= Tarea asignada =
Reemplaza "even-odd" por "nonzero" en todas las entradas y reprodúcelas sin ningún otro cambio.

· · · · · · ·

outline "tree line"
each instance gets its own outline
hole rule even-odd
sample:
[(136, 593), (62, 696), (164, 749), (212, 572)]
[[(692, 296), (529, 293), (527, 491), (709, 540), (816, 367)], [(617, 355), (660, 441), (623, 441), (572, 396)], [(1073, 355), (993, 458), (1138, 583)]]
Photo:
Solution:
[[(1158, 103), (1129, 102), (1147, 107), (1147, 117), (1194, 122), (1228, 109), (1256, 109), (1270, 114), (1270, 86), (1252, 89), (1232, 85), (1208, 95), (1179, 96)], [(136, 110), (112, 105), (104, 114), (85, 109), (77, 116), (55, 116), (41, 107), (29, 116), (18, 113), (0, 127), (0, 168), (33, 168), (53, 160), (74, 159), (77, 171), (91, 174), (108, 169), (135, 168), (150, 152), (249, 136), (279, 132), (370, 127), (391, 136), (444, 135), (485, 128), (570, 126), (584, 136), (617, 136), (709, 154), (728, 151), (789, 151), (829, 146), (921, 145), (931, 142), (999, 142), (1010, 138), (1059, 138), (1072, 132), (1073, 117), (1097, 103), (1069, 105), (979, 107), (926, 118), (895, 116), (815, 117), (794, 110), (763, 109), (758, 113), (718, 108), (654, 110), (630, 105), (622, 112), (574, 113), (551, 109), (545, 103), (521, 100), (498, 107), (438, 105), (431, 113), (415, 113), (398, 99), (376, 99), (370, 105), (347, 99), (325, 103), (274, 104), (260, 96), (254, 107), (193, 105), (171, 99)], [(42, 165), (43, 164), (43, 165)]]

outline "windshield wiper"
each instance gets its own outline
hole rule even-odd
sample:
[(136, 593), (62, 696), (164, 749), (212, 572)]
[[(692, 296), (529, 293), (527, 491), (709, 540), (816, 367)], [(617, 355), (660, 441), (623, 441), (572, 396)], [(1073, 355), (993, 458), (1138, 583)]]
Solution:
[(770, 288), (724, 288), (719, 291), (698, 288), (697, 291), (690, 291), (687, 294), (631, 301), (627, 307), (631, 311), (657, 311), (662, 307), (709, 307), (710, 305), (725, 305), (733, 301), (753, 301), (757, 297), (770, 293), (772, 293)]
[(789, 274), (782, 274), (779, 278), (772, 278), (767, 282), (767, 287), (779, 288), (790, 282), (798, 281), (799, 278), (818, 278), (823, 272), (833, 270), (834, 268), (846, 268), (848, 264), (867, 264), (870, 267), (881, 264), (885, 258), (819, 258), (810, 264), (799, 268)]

· · · · · · ·

= Respuesta =
outline "tree line"
each instance gets its own outline
hole rule nonzero
sample:
[(136, 593), (62, 696), (164, 749), (212, 572)]
[[(692, 296), (529, 293), (527, 491), (709, 540), (816, 367)], [(617, 355), (660, 441), (623, 441), (572, 396)], [(1073, 355), (993, 458), (1138, 583)]]
Photo:
Solution:
[[(1158, 103), (1129, 102), (1147, 107), (1147, 117), (1194, 122), (1228, 109), (1256, 109), (1270, 114), (1270, 86), (1252, 89), (1232, 85), (1208, 95), (1179, 96)], [(136, 110), (112, 105), (104, 114), (85, 109), (77, 116), (55, 116), (41, 107), (29, 116), (18, 113), (0, 127), (0, 168), (33, 168), (53, 160), (74, 159), (77, 171), (91, 174), (108, 169), (135, 168), (150, 152), (249, 136), (279, 132), (370, 127), (391, 136), (444, 135), (485, 128), (570, 126), (584, 136), (617, 136), (709, 154), (728, 151), (789, 151), (829, 146), (921, 145), (931, 142), (999, 142), (1010, 138), (1059, 138), (1072, 132), (1073, 117), (1097, 103), (1069, 105), (979, 107), (926, 118), (895, 116), (815, 117), (794, 110), (763, 109), (758, 113), (718, 108), (654, 110), (630, 105), (622, 112), (574, 113), (551, 109), (545, 103), (521, 100), (498, 107), (438, 105), (431, 113), (415, 113), (398, 99), (376, 99), (370, 105), (347, 99), (325, 103), (274, 104), (260, 96), (254, 107), (193, 105), (171, 99)], [(42, 165), (43, 164), (43, 165)]]

outline "windshield wiper"
each instance gets its own outline
hole rule nonzero
sample:
[(136, 593), (62, 696), (164, 749), (212, 572)]
[[(692, 296), (529, 293), (527, 491), (709, 540), (816, 367)], [(617, 355), (660, 441), (623, 441), (572, 396)], [(1073, 355), (993, 458), (1138, 583)]]
Solution:
[(770, 288), (724, 288), (719, 291), (698, 288), (697, 291), (690, 291), (687, 294), (631, 301), (627, 307), (631, 311), (657, 311), (662, 307), (709, 307), (710, 305), (725, 305), (733, 301), (753, 301), (757, 297), (770, 293), (772, 293)]
[(789, 274), (782, 274), (779, 278), (772, 278), (767, 282), (767, 287), (779, 288), (790, 282), (798, 281), (799, 278), (818, 278), (823, 272), (833, 270), (834, 268), (846, 268), (848, 264), (867, 264), (870, 267), (881, 264), (885, 258), (819, 258), (810, 264), (799, 268)]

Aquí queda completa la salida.